What needs to be done:
Repeat every record below exactly, but leave out any pictures.

Point-per-instance localization data:
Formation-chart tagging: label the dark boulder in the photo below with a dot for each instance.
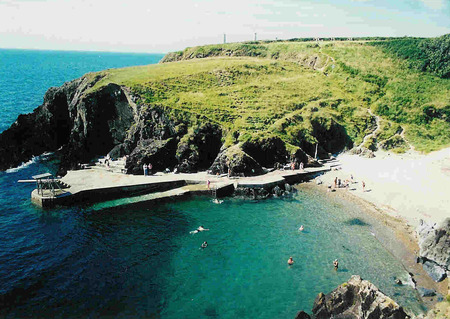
(434, 244)
(302, 315)
(81, 122)
(266, 151)
(199, 147)
(160, 154)
(424, 292)
(356, 299)
(239, 163)
(277, 191)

Response area:
Formation-chart tagging: label the dark boulder in the photo below with a dot for each instance.
(434, 244)
(302, 315)
(81, 122)
(266, 151)
(199, 147)
(160, 154)
(424, 292)
(356, 299)
(239, 163)
(277, 191)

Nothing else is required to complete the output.